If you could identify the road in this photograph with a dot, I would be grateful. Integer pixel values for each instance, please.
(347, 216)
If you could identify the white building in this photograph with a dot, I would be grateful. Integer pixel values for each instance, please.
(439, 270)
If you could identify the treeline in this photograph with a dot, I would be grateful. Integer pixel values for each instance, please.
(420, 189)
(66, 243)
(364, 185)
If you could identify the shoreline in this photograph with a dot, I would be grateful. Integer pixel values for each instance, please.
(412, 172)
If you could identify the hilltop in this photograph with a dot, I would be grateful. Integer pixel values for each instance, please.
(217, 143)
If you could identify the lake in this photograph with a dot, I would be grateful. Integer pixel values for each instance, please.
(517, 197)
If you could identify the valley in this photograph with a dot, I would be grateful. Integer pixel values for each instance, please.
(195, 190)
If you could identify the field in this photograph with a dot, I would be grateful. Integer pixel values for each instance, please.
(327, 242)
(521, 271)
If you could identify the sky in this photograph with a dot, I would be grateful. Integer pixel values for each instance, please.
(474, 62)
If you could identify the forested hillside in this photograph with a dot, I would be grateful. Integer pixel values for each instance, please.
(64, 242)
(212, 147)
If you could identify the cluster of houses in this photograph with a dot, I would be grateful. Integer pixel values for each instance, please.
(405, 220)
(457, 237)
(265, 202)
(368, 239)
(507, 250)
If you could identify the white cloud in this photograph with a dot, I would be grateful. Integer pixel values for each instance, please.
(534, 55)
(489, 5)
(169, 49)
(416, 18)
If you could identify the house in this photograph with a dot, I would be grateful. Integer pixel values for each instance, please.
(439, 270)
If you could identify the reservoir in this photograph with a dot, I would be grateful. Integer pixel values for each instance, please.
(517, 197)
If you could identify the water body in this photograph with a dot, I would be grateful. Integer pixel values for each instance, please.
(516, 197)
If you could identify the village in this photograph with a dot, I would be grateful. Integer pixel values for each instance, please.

* * *

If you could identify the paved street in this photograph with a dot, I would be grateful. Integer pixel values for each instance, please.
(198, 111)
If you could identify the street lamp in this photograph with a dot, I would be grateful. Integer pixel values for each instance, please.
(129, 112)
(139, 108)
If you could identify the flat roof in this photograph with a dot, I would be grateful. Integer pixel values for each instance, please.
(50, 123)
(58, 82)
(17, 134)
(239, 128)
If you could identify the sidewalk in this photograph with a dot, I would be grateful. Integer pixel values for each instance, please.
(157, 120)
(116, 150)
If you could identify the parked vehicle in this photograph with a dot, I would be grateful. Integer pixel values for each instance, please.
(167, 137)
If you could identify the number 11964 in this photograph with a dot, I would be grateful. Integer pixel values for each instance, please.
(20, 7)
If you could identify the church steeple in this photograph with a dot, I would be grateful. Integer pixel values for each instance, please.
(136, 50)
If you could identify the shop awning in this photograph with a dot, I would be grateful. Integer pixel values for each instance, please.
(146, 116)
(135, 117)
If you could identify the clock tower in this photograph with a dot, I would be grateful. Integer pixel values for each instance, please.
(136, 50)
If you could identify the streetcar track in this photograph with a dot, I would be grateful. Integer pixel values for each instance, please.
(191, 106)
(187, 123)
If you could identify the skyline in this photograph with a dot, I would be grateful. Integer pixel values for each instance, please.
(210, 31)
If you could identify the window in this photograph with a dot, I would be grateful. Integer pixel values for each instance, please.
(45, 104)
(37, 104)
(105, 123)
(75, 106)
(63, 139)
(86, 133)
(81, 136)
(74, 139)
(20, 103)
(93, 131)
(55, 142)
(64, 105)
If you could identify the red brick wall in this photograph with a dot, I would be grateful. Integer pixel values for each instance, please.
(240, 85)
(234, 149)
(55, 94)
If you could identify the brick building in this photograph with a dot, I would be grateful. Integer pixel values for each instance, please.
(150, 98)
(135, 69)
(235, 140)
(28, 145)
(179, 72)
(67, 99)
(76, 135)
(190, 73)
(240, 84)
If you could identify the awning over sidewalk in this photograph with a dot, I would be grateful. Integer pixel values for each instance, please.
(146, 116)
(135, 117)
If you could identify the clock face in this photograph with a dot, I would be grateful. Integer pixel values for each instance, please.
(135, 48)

Given instruction: Copy the material above word for word, from the line with "If you could identify the reservoir" up to and including the line with "If you could identify the village".

Answer to this task:
If you could identify the reservoir in this photograph with a dot, I would be grateful. Integer pixel values for each instance, please.
(517, 197)
If you could identify the water body in this photograph with a dot, I would be grateful. Integer pixel values for each instance, please.
(516, 197)
If you could identify the village in this photograph with a dot, I would be grateful. Integer pixel values for each instance, please.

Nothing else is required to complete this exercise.